Reproduce word for word the part of the post on Claire's Knee starting at "On a holiday, a" and ending at "previous sentence did.".

- _Passage provided_

━━━

Tuesday, January 20, 2015

Le Genou de Claire (Claire's Knee) (1970)

Director: Eric Rohmer
Writer:    Eric Rohmer
Cast:       Jean-Claude Brialy, Aurora Cornu, Beatrice Romand, Laurence de Monaghan
Language:French


On a holiday, a conflicted man lusts after beautiful stepsisters despite his betrothal to a diplomat's daughter. As the testimonial in the film's attached poster says, any attempt to explain the film with words will just diminish it just like the previous sentence did.

Jerome is spending his last holidays as a bachelor at Lake Annecy where he meets Aurora, an Italian writer and old friend. She tells him that her landlady's youngest daughter, Laura, has a crush on him and talks him into flirting him with her just to prove that he is interesting enough to be a subject for her in her writings. He claims that he is doing it just for her like a guinea pig but eventually falls for Laura's half-sister Claire and develops a desire to caress her knee. All this to give his writer-friend some interesting ideas and source material. All this is interspersed with chatter on love, friendship, importance of friendship in love, which comes first or should there be an order, analysis of feelings etc. 

Eric Rohmer is not for everyone but if you like Richard Linklater's 'Before Trilogy' then this should be right up your alley. Unlike Linklater films, there is at the same time a rawness as well as artificiality in some of the dialog which might sound contradictory. It had to do with the writer character but after I saw the film I came to know that she is supposed to be Italian which explains her French accent and the slow way in which she delivers it. Jerome might very well be using her as an excuse to push the boundaries. Film has got lots of subtle humor which can be contrasted with Kubrick's Lolita which is another one that dealt with similar kind of relationship at least in terms of age difference. I can't see a film like Claire's Knee coming out these days since it treads a fine line between teenage crush and pedophilia and this ambiguity will attract criticism if it was released now. The conversations between the writer and Jerome reminded me of Lars Von Trier's 'Nymphomaniac' even though the subjects are very different.   

Film is fifth one in Rohmer's 'Six Moral Stories' series. The only other film I have seen from Rohmer so far is 'A Summer's Tale' and I thought that was great as well but is more ambiguous. One thing I have noticed in the film is Rohmer lingering the camera on the character who is listening with a delayed attention on one who is talking. I intend to watch his other major works. He was a prolific director and made his last film in 2007 at an age of 87. He died in 2010 at the age of 90.

━━━

(Stored records)

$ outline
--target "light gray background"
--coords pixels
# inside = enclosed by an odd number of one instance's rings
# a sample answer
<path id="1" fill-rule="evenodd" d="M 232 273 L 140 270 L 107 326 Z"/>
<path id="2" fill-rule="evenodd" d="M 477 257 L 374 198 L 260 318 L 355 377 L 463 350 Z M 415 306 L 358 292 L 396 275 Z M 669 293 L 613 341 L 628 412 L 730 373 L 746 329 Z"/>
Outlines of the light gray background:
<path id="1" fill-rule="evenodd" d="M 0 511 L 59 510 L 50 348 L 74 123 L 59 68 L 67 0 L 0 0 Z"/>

━━━

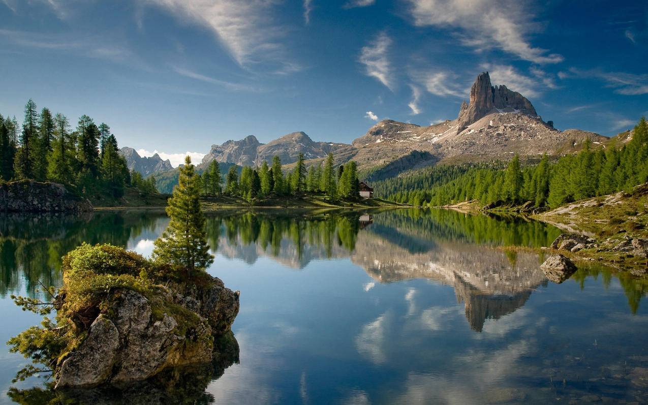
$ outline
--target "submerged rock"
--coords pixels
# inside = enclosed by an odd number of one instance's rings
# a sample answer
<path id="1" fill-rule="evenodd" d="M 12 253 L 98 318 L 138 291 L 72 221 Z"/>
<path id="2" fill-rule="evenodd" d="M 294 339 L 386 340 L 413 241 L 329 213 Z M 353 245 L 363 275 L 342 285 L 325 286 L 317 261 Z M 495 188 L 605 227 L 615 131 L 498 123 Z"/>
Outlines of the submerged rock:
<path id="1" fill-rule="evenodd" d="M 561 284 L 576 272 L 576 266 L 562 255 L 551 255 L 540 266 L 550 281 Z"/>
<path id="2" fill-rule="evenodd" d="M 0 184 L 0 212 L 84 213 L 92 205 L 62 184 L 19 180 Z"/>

━━━

- _Solution to this problem_
On a holiday, a conflicted man lusts after beautiful stepsisters despite his betrothal to a diplomat's daughter. As the testimonial in the film's attached poster says, any attempt to explain the film with words will just diminish it just like the previous sentence did.